Yapılacak Çalışmalar:
**1)** Erdoğan'ın Bahçeli'ye tepkisini aktaran haberden yararlanarak şu soruları yanıtlayın:
(a) Erdoğan, Bahçeli'nin hangi sözlerine sinirlendi?
(b) Erdoğan, Bahçeli'nin siyasette neyi olamadığını söyledi?
(c) Erdoğan bu konuşmayı nerede yaptı?
**2)** Erdoğan'ın Bahçeli'ye tepkisini aktaran haberi kaldığı yerden sürdürün.

Okuma Parçası:
Başbakan'dan Bahçeli'ye: İspatlamazsan Alçaksın, Adisin
Başbakan Erdoğan, MHP lideri Bahçeli'nin "Terör örgütünün başıyla aynı masada oturdu." sözlerine çok sinirlendi.
AK Parti Genel Başkanı ve Başbakan Recep Tayyip Erdoğan, MHP Genel Başkanı Devlet Bahçeli'nin bugünkü grup konuşmasına değinerek, "Bu sabah yaptığı konuşmasına bakıyorsunuz Bahçeli'nin, aman Yarabbi. Baştan aşağı, tamamıyla ağzından salyalar akıyor. MHP'yi küçülten bu adamla bir yere varamazsınız. Bu adam siyasette çırak bile olamadı, olamayacak da. Bunun varlığı MHP teşkilatı için bir tehlikedir" dedi.
Erdoğan, partisinin TBMM Grup Toplantısı'nda yaptığı konuşmada, başörtüsünü yasaklayanların, on yıllar boyunca başörtüsünün Türkiye'yi böleceğini, parçalayacağını iddia ettiğini belirterek, "Ne oldu Türkiye bölündü mü, parçalandı mı? İşte biz serbest bıraktık. Hangi sorun çıktı? Dinlerle, kültürlerle, inançlarla ilgili yaptığımız her reformun öncesinde başta CHP ve MHP olmak üzere, muhalefet son derece karamsar, son derece karanlık tablolar çizdi. 'Şu dilde televizyon açarsanız, ülke bölünür, üniversitede bölüm açarsanız millet bölünür, klavyelere özgürlük getirirseniz Türkiye parçalanır.' Peki ne oldu? Hiç bir dedikleri çıkmadı. Korkuttukları gibi de olmadı, korkulan da olmadı. Ne oldu biliyor musunuz? CHP ve MHP'nin, onların egemen zihniyetlerinin bizden önceki 10 yıllar boyunca bu millete gereksiz yere zulmettikleri ortaya çıktı" diye konuştu.

Veri Bloğu:
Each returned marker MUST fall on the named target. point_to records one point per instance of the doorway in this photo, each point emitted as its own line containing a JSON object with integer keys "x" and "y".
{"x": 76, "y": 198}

Alıştırma Yanıtları:
**1)**
(a) "Terör örgütünün başıyla aynı masada oturdu." sözlerine sinirlendi.
(b) Bahçeli'nin siyasette çırak bile olamadığını ve olamayacağını söyledi.
(c) Partisinin TBMM Grup Toplantısı'nda yaptı.

**2)**
CHP ve MHP'nin korkuları kendilerinin ürettiğini, ürettikleri korkularla milleti tehdit ettiklerini ve millete istedikleri gibi istikamet çizmeye çalıştıklarını belirten Erdoğan, "Aslında şu anda CHP'nin de MHP'nin de bu kadar hırçınlaşmasının altında işte bu yatıyor. CHP, on yıllar boyunca bölünme, parçalanma korkusuyla işi idare ettiler. Şimdi bu korku ortadan kalktıkça varlık zeminini kaybettiler. MHP on yıllar boyunca terör korkusuyla, şehitleri istismar ederek işi idare ettiler. Şimdi bu korku, kaygı ortadan kalkınca o da varlık zeminini kaybetti" diye konuştu.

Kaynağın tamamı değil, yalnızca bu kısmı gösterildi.